**PROBLEM TO SOLVE**
Please restate, word for word, the lines below that begin at the one with "positive clicks: (426, 16)" and end at the one with "53L240 55L243 42L239". Leave out all other lines.

**ENTRIES PROVIDED**
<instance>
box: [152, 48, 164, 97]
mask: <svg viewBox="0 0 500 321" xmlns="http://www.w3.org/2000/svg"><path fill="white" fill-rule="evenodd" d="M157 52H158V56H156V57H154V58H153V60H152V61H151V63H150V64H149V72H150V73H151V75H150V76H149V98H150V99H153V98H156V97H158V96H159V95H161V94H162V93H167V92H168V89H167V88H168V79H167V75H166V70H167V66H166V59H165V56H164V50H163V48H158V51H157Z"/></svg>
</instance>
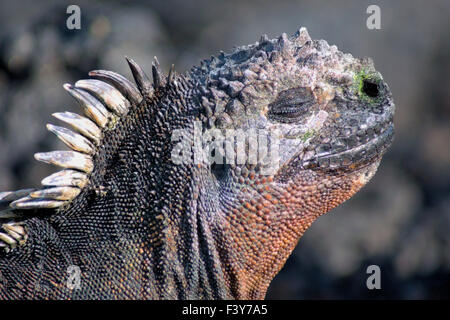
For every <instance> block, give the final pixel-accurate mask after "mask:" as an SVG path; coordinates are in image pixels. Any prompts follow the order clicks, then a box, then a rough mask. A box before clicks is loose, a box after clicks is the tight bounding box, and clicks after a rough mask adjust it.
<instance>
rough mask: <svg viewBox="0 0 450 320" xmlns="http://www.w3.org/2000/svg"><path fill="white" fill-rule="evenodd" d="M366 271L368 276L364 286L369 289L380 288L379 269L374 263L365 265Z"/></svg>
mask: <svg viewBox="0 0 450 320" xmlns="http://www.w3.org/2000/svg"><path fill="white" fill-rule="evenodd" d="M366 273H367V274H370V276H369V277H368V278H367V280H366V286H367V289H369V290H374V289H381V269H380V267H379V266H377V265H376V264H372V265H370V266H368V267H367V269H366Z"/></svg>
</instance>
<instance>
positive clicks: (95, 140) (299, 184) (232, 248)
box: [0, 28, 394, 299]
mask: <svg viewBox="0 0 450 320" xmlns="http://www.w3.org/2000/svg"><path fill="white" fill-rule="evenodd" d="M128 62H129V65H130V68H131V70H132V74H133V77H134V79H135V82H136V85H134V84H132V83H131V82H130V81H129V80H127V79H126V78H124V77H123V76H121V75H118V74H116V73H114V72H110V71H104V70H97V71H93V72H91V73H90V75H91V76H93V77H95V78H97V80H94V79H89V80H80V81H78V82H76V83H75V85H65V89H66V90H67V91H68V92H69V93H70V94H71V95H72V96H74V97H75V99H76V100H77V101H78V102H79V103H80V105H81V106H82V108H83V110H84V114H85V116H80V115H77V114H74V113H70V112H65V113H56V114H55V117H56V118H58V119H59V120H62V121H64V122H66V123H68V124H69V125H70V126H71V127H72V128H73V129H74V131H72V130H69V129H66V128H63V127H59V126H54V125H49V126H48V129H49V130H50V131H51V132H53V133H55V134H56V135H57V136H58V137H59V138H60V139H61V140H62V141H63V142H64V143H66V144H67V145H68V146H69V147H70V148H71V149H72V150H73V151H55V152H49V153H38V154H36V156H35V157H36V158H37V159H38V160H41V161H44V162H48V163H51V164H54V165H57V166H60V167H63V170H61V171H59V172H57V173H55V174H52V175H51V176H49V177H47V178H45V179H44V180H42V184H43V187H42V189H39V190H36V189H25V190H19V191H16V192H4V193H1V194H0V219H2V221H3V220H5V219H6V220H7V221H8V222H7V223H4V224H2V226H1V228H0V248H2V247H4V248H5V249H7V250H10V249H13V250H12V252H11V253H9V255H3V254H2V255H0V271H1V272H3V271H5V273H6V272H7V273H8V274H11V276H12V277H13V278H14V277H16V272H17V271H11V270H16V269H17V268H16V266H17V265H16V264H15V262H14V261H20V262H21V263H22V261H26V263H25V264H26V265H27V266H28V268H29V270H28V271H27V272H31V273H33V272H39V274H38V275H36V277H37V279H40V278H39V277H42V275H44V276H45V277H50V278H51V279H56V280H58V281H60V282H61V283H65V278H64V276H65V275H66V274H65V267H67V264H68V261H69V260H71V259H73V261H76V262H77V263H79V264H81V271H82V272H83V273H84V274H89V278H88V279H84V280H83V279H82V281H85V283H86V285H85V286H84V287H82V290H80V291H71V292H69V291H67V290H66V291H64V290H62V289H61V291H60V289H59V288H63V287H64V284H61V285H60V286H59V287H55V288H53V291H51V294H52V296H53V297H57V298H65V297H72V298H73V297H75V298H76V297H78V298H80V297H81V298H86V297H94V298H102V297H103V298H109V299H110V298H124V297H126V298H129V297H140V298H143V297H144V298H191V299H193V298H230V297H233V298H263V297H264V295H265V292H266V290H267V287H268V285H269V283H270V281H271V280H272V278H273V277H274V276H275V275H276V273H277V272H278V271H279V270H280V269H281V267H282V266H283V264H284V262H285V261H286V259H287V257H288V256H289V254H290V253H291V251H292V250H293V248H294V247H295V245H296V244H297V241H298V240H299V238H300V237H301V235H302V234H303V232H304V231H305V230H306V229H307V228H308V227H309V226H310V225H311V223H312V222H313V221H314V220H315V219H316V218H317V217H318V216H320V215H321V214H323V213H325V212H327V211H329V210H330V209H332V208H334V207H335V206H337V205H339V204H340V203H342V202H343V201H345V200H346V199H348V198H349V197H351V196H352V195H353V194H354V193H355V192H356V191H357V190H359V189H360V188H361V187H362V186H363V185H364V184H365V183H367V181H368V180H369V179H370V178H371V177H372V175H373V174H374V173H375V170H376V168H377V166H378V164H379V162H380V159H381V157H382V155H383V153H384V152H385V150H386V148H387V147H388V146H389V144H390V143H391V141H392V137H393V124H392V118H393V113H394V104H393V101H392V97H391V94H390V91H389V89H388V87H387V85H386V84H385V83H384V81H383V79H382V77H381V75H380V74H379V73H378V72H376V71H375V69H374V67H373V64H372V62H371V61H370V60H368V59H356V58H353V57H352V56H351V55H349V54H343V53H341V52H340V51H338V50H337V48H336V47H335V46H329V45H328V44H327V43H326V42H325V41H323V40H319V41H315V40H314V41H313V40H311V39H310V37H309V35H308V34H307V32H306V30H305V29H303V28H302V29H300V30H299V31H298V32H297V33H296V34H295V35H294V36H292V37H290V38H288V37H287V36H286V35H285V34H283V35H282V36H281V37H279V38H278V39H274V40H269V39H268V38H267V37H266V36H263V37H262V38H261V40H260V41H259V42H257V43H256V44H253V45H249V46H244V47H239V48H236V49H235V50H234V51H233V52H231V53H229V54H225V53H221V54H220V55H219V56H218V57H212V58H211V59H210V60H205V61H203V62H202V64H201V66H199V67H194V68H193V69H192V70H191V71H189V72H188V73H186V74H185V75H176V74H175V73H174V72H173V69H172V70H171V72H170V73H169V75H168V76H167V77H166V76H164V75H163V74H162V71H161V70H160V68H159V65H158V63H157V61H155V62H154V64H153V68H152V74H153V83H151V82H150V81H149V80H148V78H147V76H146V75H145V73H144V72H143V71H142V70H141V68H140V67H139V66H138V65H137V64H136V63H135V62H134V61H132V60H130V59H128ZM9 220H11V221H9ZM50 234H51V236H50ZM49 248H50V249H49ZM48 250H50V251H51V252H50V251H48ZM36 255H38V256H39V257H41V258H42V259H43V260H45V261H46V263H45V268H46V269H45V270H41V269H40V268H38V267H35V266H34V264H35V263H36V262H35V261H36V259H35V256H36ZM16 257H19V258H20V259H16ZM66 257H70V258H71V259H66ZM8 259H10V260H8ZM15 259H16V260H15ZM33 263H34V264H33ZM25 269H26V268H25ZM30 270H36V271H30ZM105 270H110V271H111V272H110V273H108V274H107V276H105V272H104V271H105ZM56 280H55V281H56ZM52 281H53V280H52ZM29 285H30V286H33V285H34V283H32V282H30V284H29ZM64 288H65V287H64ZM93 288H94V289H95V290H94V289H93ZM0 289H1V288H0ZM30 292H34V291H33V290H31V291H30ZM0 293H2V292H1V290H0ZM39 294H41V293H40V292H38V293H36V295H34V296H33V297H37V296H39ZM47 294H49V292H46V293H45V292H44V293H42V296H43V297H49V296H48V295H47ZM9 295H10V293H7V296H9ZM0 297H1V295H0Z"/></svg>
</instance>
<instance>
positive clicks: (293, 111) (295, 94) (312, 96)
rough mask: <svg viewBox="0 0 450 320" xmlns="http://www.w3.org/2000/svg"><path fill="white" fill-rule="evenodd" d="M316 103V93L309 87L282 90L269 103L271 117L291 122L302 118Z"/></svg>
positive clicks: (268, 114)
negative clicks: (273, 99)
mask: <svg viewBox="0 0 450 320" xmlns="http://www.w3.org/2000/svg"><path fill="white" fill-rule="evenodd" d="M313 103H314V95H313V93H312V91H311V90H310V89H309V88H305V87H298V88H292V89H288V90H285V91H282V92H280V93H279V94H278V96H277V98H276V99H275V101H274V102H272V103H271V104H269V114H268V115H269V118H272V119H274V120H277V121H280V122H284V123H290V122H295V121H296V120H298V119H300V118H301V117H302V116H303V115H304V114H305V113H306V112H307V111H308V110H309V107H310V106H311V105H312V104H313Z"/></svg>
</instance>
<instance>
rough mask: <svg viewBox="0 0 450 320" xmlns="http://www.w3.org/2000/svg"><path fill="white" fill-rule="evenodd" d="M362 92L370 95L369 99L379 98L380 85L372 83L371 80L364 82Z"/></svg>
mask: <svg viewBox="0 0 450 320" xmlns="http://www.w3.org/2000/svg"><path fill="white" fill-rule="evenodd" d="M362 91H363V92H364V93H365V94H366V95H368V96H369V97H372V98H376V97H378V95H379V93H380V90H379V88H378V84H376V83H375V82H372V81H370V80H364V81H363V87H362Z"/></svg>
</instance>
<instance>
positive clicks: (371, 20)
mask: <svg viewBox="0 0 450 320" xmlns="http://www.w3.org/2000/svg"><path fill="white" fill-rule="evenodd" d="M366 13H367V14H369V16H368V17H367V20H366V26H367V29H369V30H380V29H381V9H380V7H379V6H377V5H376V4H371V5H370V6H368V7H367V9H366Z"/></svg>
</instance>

* * *

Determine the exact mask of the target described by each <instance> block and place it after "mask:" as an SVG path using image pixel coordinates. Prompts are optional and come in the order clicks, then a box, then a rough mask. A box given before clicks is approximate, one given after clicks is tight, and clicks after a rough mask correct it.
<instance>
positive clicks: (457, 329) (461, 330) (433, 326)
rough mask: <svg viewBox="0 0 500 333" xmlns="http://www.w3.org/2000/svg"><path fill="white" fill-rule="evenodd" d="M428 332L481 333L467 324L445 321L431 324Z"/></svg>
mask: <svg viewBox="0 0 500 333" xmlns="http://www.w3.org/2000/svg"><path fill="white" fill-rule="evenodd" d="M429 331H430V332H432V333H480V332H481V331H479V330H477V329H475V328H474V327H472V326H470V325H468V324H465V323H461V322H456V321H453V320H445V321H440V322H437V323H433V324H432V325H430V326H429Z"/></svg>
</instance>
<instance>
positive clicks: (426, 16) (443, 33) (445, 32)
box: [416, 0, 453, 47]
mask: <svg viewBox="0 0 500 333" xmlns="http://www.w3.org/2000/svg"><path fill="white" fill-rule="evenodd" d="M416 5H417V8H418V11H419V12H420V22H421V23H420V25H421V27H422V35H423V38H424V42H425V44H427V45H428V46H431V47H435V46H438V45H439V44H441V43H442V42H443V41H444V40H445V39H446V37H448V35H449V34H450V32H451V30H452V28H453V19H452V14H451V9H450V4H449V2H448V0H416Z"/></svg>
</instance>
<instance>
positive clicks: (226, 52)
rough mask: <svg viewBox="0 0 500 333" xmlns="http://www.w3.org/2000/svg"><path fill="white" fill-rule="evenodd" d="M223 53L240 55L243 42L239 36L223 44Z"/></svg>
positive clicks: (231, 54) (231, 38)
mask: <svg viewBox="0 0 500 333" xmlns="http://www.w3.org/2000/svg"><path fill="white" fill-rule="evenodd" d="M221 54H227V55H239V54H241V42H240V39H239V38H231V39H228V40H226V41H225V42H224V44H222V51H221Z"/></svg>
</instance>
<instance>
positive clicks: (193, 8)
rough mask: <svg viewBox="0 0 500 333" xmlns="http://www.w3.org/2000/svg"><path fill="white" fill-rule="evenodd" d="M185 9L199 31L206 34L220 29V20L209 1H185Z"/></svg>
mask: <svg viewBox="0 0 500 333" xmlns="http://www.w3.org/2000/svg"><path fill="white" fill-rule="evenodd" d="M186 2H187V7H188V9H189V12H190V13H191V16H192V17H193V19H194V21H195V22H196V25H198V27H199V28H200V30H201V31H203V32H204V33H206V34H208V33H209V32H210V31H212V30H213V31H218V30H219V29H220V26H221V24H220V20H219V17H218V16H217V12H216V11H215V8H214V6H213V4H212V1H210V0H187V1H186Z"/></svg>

--

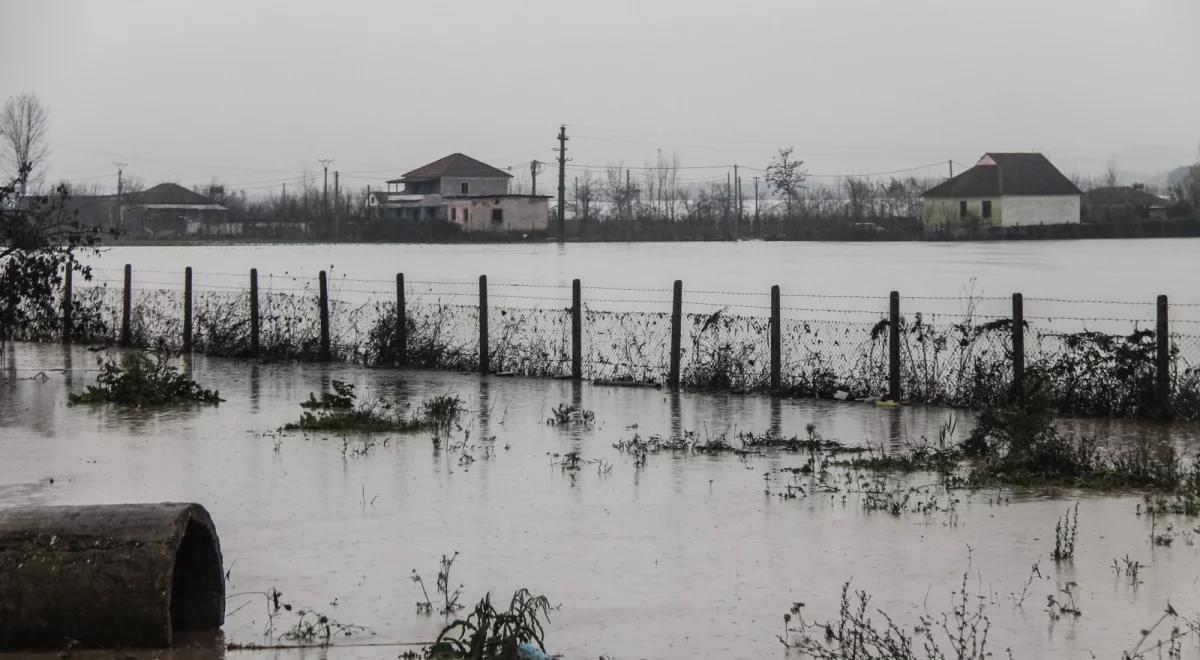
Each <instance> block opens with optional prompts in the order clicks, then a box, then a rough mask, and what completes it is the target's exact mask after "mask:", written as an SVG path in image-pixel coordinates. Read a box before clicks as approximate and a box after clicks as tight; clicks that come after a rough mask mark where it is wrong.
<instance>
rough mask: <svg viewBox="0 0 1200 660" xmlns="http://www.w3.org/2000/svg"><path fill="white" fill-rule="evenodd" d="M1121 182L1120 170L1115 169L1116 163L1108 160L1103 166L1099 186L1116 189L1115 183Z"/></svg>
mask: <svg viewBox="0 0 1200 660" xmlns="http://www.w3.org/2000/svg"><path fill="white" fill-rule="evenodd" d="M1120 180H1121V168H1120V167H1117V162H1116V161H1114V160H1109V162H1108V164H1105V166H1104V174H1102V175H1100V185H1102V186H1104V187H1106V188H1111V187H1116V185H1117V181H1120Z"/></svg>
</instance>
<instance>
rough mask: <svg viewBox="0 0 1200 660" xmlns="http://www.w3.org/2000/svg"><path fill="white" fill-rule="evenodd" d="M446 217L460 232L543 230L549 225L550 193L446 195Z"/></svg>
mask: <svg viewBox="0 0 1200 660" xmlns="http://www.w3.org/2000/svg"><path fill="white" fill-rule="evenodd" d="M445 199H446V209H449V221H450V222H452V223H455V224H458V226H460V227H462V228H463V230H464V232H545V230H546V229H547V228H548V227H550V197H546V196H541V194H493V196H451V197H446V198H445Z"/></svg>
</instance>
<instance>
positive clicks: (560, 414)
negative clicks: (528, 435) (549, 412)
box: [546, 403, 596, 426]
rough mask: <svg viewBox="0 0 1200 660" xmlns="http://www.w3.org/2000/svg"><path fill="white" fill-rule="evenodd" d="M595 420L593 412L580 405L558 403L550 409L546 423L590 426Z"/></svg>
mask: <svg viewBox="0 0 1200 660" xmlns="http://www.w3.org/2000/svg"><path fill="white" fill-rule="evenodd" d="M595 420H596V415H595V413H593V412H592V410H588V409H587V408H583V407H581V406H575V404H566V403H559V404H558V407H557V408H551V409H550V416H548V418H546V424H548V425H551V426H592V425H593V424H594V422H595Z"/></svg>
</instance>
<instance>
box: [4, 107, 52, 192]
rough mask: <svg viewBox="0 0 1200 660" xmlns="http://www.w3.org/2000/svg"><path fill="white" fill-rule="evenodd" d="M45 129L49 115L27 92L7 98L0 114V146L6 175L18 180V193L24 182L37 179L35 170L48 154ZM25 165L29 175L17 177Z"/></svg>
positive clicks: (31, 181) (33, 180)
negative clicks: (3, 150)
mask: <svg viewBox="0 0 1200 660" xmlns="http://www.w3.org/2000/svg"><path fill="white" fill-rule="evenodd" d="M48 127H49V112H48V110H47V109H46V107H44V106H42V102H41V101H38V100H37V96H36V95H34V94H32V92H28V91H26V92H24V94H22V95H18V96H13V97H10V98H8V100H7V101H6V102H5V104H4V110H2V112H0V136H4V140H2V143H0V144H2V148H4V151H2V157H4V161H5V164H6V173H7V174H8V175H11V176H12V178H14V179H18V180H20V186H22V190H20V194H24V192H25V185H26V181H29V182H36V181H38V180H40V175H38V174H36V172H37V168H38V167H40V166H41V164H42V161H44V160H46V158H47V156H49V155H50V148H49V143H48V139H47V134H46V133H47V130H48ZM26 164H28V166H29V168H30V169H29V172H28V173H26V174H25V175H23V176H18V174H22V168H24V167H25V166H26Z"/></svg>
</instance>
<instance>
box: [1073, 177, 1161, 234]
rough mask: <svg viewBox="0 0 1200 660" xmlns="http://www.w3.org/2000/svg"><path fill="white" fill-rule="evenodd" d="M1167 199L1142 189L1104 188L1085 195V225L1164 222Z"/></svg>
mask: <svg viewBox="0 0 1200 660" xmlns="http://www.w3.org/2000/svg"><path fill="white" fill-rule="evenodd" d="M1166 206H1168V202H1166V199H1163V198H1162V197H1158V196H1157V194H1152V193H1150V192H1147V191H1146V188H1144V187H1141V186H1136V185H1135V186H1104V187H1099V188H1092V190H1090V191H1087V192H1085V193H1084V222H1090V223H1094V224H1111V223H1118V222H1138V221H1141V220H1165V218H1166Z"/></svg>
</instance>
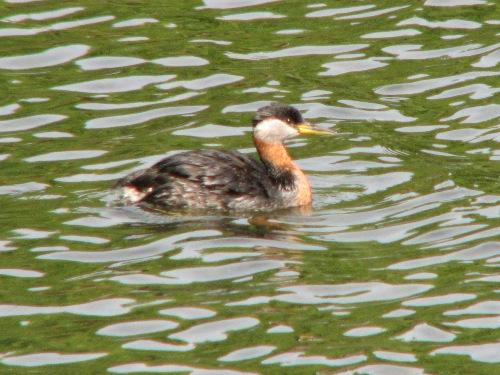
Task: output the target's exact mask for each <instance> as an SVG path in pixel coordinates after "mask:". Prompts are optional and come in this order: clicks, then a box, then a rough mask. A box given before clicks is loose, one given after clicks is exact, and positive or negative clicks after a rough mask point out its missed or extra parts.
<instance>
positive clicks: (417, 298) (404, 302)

**RESPONSE BELOW**
positive clicks: (426, 16) (443, 33) (445, 32)
box: [416, 0, 453, 47]
mask: <svg viewBox="0 0 500 333" xmlns="http://www.w3.org/2000/svg"><path fill="white" fill-rule="evenodd" d="M416 5H417V8H418V11H419V12H420V22H421V23H420V25H421V27H422V35H423V38H424V42H425V44H427V45H428V46H431V47H435V46H438V45H439V44H441V43H442V42H443V41H444V40H445V39H446V37H448V35H449V34H450V32H451V30H452V28H453V19H452V14H451V9H450V4H449V2H448V0H416Z"/></svg>
</instance>
<instance>
positive clicks: (226, 52)
rough mask: <svg viewBox="0 0 500 333" xmlns="http://www.w3.org/2000/svg"><path fill="white" fill-rule="evenodd" d="M223 53L240 55L243 42L239 36L223 44Z"/></svg>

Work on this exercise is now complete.